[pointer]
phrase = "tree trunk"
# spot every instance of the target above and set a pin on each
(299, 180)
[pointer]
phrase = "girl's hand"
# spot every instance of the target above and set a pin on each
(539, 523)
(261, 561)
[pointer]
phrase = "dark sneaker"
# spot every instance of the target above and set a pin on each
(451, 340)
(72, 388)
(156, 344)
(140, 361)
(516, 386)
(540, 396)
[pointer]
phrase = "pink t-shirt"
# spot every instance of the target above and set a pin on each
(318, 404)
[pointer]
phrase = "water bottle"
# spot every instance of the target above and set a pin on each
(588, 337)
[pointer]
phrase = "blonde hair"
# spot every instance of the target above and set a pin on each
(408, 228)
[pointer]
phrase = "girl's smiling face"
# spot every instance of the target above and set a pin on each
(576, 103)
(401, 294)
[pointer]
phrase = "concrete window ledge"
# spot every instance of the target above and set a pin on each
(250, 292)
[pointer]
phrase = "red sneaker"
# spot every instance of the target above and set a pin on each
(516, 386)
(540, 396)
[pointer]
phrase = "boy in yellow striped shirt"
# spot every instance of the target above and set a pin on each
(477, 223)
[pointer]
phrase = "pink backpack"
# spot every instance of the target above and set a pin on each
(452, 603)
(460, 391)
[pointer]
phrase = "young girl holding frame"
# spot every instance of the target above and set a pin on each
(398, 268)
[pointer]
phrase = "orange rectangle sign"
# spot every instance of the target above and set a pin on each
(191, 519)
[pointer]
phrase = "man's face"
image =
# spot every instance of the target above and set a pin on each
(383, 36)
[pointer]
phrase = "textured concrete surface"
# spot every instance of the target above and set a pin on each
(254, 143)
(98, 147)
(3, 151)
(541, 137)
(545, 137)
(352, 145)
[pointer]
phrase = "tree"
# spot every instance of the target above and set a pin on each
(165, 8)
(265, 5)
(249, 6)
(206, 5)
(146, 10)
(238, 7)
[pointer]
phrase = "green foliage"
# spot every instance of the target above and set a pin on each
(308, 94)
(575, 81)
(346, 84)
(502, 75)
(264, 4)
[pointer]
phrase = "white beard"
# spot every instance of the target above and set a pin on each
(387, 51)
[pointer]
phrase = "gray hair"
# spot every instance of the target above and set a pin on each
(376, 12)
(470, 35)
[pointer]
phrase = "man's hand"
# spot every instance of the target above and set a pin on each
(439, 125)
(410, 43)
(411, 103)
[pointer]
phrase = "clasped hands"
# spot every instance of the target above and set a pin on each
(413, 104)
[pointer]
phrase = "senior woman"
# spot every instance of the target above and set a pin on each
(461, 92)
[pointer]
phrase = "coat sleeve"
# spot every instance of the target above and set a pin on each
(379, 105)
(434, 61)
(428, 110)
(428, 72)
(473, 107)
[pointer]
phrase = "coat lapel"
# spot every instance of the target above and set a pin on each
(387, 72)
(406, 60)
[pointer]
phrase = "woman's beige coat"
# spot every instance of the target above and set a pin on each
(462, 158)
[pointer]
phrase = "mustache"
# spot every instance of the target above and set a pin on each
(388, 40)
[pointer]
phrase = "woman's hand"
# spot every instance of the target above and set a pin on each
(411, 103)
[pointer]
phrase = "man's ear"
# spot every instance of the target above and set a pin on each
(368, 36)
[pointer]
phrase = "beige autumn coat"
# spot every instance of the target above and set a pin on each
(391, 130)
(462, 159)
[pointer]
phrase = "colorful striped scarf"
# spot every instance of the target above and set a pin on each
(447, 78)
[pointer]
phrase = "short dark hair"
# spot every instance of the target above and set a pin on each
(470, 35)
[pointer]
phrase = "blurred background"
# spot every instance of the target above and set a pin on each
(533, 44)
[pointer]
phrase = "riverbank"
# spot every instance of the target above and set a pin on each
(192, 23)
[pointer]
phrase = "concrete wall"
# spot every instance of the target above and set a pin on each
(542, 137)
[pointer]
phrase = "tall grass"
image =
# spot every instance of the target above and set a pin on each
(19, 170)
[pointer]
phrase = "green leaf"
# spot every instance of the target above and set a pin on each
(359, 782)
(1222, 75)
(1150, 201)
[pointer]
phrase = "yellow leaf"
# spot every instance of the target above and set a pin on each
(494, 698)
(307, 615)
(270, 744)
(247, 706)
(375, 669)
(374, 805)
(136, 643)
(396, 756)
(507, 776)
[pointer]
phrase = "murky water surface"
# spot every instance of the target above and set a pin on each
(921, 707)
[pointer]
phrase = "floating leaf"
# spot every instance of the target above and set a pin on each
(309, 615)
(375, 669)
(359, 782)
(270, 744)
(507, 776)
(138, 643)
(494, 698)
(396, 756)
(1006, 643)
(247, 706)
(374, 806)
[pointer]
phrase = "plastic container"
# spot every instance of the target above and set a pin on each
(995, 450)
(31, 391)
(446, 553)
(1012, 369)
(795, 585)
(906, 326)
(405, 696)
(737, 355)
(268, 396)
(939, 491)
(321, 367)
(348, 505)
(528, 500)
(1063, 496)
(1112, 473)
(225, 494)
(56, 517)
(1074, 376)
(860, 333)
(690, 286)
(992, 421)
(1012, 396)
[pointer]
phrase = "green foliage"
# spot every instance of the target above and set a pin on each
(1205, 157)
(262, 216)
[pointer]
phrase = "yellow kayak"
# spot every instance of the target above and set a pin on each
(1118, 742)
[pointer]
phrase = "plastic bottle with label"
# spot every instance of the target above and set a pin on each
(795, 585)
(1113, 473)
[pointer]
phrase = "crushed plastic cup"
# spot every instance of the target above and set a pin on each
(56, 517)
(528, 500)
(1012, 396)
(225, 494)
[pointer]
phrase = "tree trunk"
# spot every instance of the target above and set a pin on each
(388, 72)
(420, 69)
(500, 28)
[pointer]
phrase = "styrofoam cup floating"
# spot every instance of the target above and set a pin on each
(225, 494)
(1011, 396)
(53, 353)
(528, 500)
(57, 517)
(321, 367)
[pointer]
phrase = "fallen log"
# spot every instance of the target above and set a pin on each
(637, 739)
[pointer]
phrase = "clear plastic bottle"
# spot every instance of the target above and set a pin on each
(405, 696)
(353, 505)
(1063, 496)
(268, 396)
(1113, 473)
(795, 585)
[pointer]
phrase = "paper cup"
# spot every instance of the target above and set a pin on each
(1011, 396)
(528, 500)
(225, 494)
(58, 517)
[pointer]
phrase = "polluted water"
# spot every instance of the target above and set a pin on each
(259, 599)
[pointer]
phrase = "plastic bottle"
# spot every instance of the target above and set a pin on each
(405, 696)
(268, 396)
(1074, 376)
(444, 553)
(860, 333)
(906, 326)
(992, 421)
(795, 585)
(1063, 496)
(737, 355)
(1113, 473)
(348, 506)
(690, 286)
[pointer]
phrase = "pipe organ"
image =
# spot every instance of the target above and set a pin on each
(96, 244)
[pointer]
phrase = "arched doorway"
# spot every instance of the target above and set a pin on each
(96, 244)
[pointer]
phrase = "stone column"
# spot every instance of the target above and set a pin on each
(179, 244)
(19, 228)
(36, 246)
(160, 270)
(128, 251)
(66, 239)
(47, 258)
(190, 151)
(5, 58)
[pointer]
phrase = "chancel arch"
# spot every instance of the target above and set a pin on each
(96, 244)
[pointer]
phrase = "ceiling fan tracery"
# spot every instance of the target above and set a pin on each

^^^^

All of the material must be reproduced exactly.

[pointer]
phrase = "tree trunk"
# spot every instance of the target above and set a pin on each
(299, 180)
[pointer]
phrase = "girl's hand"
# spot every instance of the target above and set a pin on each
(539, 523)
(261, 561)
[pointer]
phrase = "dark sneaker"
# spot every instance of the target above and set a pin on each
(451, 340)
(72, 388)
(156, 344)
(140, 361)
(516, 386)
(540, 396)
[pointer]
phrase = "pink t-shirt"
# spot every instance of the target above and set a pin on each
(318, 404)
[pointer]
phrase = "water bottle"
# spot every instance of the target above and set a pin on each
(588, 337)
[pointer]
phrase = "blonde hair"
# spot every instance of the target above and set a pin on each
(408, 228)
[pointer]
phrase = "girl's smiling face"
# spot every instance of the target above and set a pin on each
(576, 103)
(401, 294)
[pointer]
phrase = "concrete window ledge"
# spot every instance of the target above and set a pin on each
(250, 292)
[pointer]
phrase = "red sneaker"
# spot every instance of the target above and set a pin on each
(516, 386)
(540, 396)
[pointer]
phrase = "boy in yellow striped shirt"
# spot every instance of the target above and set a pin on each
(477, 223)
[pointer]
phrase = "pink backpack"
# spot every instance of the target above and set a pin on each
(452, 603)
(460, 391)
[pointer]
phrase = "young girl holding frame"
# spot every instance of the target above and set a pin on each
(398, 268)
[pointer]
phrase = "orange rectangle sign"
# spot every instance of the target above and set a pin on each
(191, 519)
[pointer]
phrase = "man's face"
image =
# spot every instance of the target above and set a pin on each
(383, 36)
[pointer]
phrase = "textured concrete surface"
# spot every instance of the target above and set a pin on each
(254, 143)
(98, 147)
(3, 151)
(541, 137)
(545, 137)
(352, 145)
[pointer]
phrase = "tree"
# spot every instance of the target above and set a pin on each
(165, 8)
(265, 5)
(249, 6)
(206, 5)
(146, 10)
(238, 7)
[pointer]
phrase = "green foliage"
# spot every instance of the target above and set a pin on each
(308, 94)
(575, 81)
(346, 84)
(502, 75)
(264, 4)
[pointer]
phrase = "white beard"
# spot every instance of the target above and set a pin on each
(387, 51)
[pointer]
phrase = "gray hair"
# spot every instance of the target above and set a pin on each
(376, 12)
(470, 35)
[pointer]
phrase = "man's hand"
# spot every instance of the target above and set a pin on each
(439, 125)
(410, 43)
(411, 103)
[pointer]
phrase = "clasped hands"
# spot every instance of the target above and set a pin on each
(413, 104)
[pointer]
phrase = "senior woman"
# spot every instance of the target above and set a pin on each
(461, 92)
[pointer]
phrase = "coat sleeve"
# spot every instance of the target above and set a pin on each
(379, 105)
(434, 61)
(428, 110)
(428, 72)
(473, 107)
[pointer]
phrase = "coat lapel"
# spot every instance of the target above and set a pin on each
(387, 72)
(406, 60)
[pointer]
phrase = "woman's beige coat"
# spot every instance of the target above and set a pin on each
(462, 158)
[pointer]
phrase = "mustache"
# spot every instance of the target above and set a pin on each
(388, 40)
[pointer]
phrase = "woman's hand"
# spot every instance of the target above and set a pin on each
(411, 103)
[pointer]
phrase = "man's ear"
# spot every instance of the target above and set a pin on each
(368, 36)
[pointer]
phrase = "beige autumn coat"
# spot every instance of the target above and set a pin on each
(391, 130)
(462, 159)
[pointer]
phrase = "colorful striped scarf"
# spot every instance of the target above and set a pin on each
(447, 78)
[pointer]
phrase = "short dark hair"
# spot every instance of the target above and set a pin on each
(470, 35)
[pointer]
phrase = "blurred background"
# spot every instance of the target above and set a pin on each
(533, 44)
[pointer]
phrase = "riverbank"
# spot every instance of the target above and set a pin on each
(192, 23)
[pointer]
phrase = "concrete wall"
# spot every instance of the target above and set a pin on each
(542, 137)
[pointer]
phrase = "tall grass"
image =
# spot every instance of the target above and set a pin on each
(19, 170)
[pointer]
phrase = "green leaf"
# spot every instance of the target above and set a pin on each
(359, 782)
(1222, 75)
(1150, 201)
[pointer]
phrase = "yellow leaf"
# spot every instance of the target above and set a pin on each
(494, 698)
(307, 615)
(270, 744)
(247, 706)
(375, 669)
(374, 805)
(136, 643)
(396, 756)
(507, 776)
[pointer]
phrase = "murky water surface"
# spot every instance of the target above and set a pin on each
(921, 707)
[pointer]
phrase = "floating leaf"
# spot every instance of the target above and set a pin on each
(309, 615)
(375, 669)
(359, 782)
(270, 744)
(507, 776)
(138, 643)
(494, 698)
(396, 756)
(1006, 643)
(247, 706)
(374, 806)
[pointer]
phrase = "plastic container"
# spot every instance of the target above and set a pin on each
(995, 450)
(31, 391)
(446, 553)
(1012, 369)
(795, 585)
(906, 326)
(405, 696)
(737, 355)
(268, 396)
(939, 491)
(321, 367)
(348, 505)
(528, 500)
(1063, 496)
(1112, 473)
(225, 494)
(56, 517)
(1074, 376)
(860, 333)
(690, 286)
(992, 421)
(1012, 396)
[pointer]
phrase = "green foliage"
# spot every instance of the target above and set a pin on each
(1205, 157)
(262, 216)
[pointer]
phrase = "yellow kayak"
# spot every instance of the target above and set a pin on each
(1118, 742)
[pointer]
phrase = "plastic bottle with label"
# spot every instance of the target above and set a pin on each
(795, 585)
(1113, 473)
[pointer]
phrase = "crushed plastic cup"
# spot every instance of the target above and set a pin on each
(56, 517)
(528, 500)
(1012, 396)
(225, 494)
[pointer]
phrase = "tree trunk"
# spot every instance of the target above and set a pin on each
(388, 72)
(420, 69)
(500, 28)
[pointer]
phrase = "styrofoam cup floating"
# spot every instance of the target above and set a pin on each
(225, 494)
(1011, 396)
(53, 353)
(528, 500)
(57, 517)
(321, 367)
[pointer]
phrase = "fallen log"
# spot every instance of the target above and set a pin on each
(637, 739)
[pointer]
phrase = "clear plastic bottle"
# spot every instance of the target above and set a pin on each
(405, 696)
(353, 505)
(1063, 496)
(268, 396)
(1113, 473)
(795, 585)
[pointer]
phrase = "paper cup"
# spot every instance of the target above and set a pin on each
(1011, 396)
(528, 500)
(225, 494)
(58, 517)
[pointer]
phrase = "polluted water"
# spot every instance of the target above and set a pin on each
(259, 599)
[pointer]
phrase = "plastic bottle"
# spot every instance of the target above and set a pin on each
(405, 696)
(268, 396)
(1074, 376)
(444, 553)
(860, 333)
(906, 326)
(992, 421)
(795, 585)
(1063, 496)
(737, 355)
(1113, 473)
(348, 506)
(690, 286)
[pointer]
phrase = "pipe organ"
image =
# spot every instance of the target above and set a pin on each
(96, 244)
[pointer]
phrase = "arched doorway"
# spot every instance of the target above and set a pin on each
(96, 244)
[pointer]
phrase = "stone column"
# spot every instance of the target above and set a pin on each
(179, 244)
(19, 228)
(36, 246)
(160, 270)
(128, 251)
(66, 239)
(47, 258)
(190, 151)
(5, 58)
[pointer]
phrase = "chancel arch"
# spot every instance of the target above and set a pin on each
(96, 244)
[pointer]
phrase = "ceiling fan tracery"
# spot every instance of the target above and set a pin on each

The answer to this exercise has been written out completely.